Whitening toothpastes, like all other toothpastes, contain mild abrasives to remove surface stains. Teeth whitening toothpastes may have additional polishing agents and special chemicals that are more effective against stains than regular toothpastes. While whitening toothpastes can make your teeth appear a little lighter, by getting rid of stains, they do not actually bleach your teeth.
Teeth whitening toothpastes are ideal for people who smoke, drink coffee and tea and eat certain foods that can stain your teeth. Teeth whitening toothpastes are also good to use after you have undergone a teeth whitening procedure to keep surface stains from building up on your teeth.
If you decide to use a teeth whitening toothpaste, be sure that it contains fluoride for extra protection against tooth decay.
5. What is an Abscessed Tooth?
An abscess of the tooth is an infection. An abscess can include pus and swelling of the soft gum tissues surrounding the tooth. An abscess can develop from tooth decay or tooth trauma, such as a broken tooth. If there is an opening in the enamel of a tooth, such as a cavity, bacteria can get in and infect the pulp (center) of the tooth and cause an abscess.
Once an abscess happens, the infection could spread throughout the mouth and body. A root canal is usually the only option to save a tooth once it has become abscessed.
6. What Causes Decay?
Decay occurs when plague, the sticky substance that forms on teeth, combines with the sugars and / or starches of the foods that we eat. This combination produces acids that attack tooth enamel. The best way to prevent tooth decay is by brushing twice a day and flossing daily. Eating healthy foods and avoiding snacks and drinks that are high in sugar are also ways to prevent decay.
7. What is Plaque?
Plaque is a soft, sticky, and colorless deposit that is continually forming on our teeth and gums. Often undetected, plaque attacks the teeth and gums with the acid it produces from bacteria in your mouth. The bacteria uses the sugars from foods and beverages along with saliva, to thrive and multiply. This acid attack breaks down the tooth's enamel, causing tooth sensitivity and ending with varying degrees of tooth decay. Plaque is also responsible for gum disease and contributes to bad breath.
Plaque is controlled by brushing and flossing daily at home and during regular cleaning from your dentist or dental hygienist. Reduce plaque by limiting sugar and carbohydrates in your diet.
Plaque accumulates in hard to reach areas of the mouth. If it is not removed daily, it begins to harden into a calcified substance called calculus, also known as tartar.

____________

Directions:
a - Write out the passage from the dental care text between "Whitening toothpastes, like" and "an Abscessed Tooth?", inclusive.
b - Extend the dental care text beyond its last sentence.

____________

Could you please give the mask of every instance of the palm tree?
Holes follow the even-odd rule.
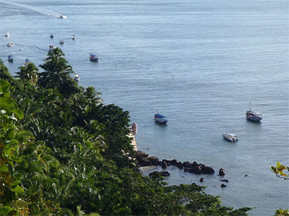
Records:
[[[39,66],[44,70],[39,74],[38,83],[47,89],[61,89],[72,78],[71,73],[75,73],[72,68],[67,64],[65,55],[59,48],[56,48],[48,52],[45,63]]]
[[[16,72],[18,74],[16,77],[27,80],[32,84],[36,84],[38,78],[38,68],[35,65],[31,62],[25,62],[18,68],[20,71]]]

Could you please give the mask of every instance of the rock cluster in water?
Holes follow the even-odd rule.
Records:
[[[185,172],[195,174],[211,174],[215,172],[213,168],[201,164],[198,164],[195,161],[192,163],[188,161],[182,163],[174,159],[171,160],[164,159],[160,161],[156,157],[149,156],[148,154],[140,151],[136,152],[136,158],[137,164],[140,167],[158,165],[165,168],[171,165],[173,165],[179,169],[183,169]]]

____________

Task-by-task results:
a -
Whitening toothpastes, like all other toothpastes, contain mild abrasives to remove surface stains. Teeth whitening toothpastes may have additional polishing agents and special chemicals that are more effective against stains than regular toothpastes. While whitening toothpastes can make your teeth appear a little lighter, by getting rid of stains, they do not actually bleach your teeth.
Teeth whitening toothpastes are ideal for people who smoke, drink coffee and tea and eat certain foods that can stain your teeth. Teeth whitening toothpastes are also good to use after you have undergone a teeth whitening procedure to keep surface stains from building up on your teeth.
If you decide to use a teeth whitening toothpaste, be sure that it contains fluoride for extra protection against tooth decay.
5. What is an Abscessed Tooth?

b -
8. How Often Should I See the Dentist for a Check Up and Cleaning?
Most children and adults should see their dentist for a regular cleaning and check up every six months. People at a greater risk for oral diseases should have dental check ups more than twice a year. Tobacco and alcohol use, diabetes, pregnancy, periodontal and gum disease, poor oral hygiene and certain medical conditions are some of the many factors that your dentist takes into consideration when deciding how often you need your dental cleaning and check up.
Going to your regular check ups will help to keep your gums and teeth healthy as well as detect any early problems such as gum disease, oral cancer and cavities. The best way to maintain good oral health is to visit your dentist on a regular basis.
9. What causes tooth loss?
Tooth decay and periodontal disease are the most common causes of tooth loss. Tooth decay takes place when most of the tooth's mineral makeup has been dissolved away and a hole (cavity) has formed. While tooth decay primarily affects children, periodontal disease, or gum disease, affects mostly adults. Periodontal disease is an infection of the gums caused by the buildup of plaque, and its earliest stage is known as gingivitis.
10. What causes oral cancer?
Tobacco (cigarettes, pipes, cigars, chewing tobacco, and snuff) is the most common cause of oral cancer. Combining tobacco use with heavy drinking can also foster the development of oral cancer. Bad hygiene, prolonged irritation of the oral cavity, and extended exposure to strong sunlight on the lips are among other causes of the disease. Many dentists believe vitamins A and E can help prevent the acquisition of oral cancer.